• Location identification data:
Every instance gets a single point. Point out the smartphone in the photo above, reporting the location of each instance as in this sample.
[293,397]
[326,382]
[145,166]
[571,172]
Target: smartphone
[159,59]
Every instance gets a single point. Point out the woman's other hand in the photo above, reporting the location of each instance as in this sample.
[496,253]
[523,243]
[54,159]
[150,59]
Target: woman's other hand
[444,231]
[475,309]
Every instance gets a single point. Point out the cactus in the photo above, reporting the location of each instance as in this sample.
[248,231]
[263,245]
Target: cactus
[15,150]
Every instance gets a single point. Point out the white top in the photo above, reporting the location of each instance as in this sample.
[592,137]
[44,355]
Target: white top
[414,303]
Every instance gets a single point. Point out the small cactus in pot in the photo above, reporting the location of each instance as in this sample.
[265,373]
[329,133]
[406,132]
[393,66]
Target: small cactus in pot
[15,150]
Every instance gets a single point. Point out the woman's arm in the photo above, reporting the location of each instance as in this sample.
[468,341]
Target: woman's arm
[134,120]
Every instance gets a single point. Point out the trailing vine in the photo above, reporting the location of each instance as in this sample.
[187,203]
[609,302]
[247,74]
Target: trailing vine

• Instructions for the task: Format every line of the data above as a numbered list, omitting any blank lines.

• Output for this task:
1. Every instance gets a single point. Point out the smartphone in the photo above, reporting the location of each instance as in this sample.
2. [293,397]
3. [326,382]
4. [145,166]
5. [571,172]
6. Target: smartphone
7. [159,59]
8. Every instance gets a single point. Point out the woman's other hand in the photo above, reporting the location of each instance as in this sample.
9. [496,253]
10. [523,243]
11. [54,159]
12. [150,59]
13. Target: woman's other hand
14. [444,231]
15. [475,309]
16. Every instance gets a single point. Point out the cactus in the photo above, reporting the location of each instance as in this sample.
17. [248,231]
18. [263,245]
19. Target: cactus
20. [15,150]
21. Every instance gets a single point. Point out the white top in the photo above, reporting the location of each instance as in this sample.
22. [592,137]
23. [44,355]
24. Target: white top
25. [414,303]
26. Every instance gets a single point. Point out the small cactus in pot in the photo above, reporting the location of each instance as in this sample.
27. [265,373]
28. [329,133]
29. [406,132]
30. [393,66]
31. Target: small cactus in pot
32. [15,150]
33. Every instance gets a single point. Point out the woman's arm in the photo above, reporting the location of each instance as in this sample.
34. [468,341]
35. Target: woman's arm
36. [134,120]
37. Every instance gets a single point. Point out the trailing vine in the photo above, reporting the location of each instance as in this sample.
38. [187,203]
39. [609,302]
40. [247,74]
41. Target: trailing vine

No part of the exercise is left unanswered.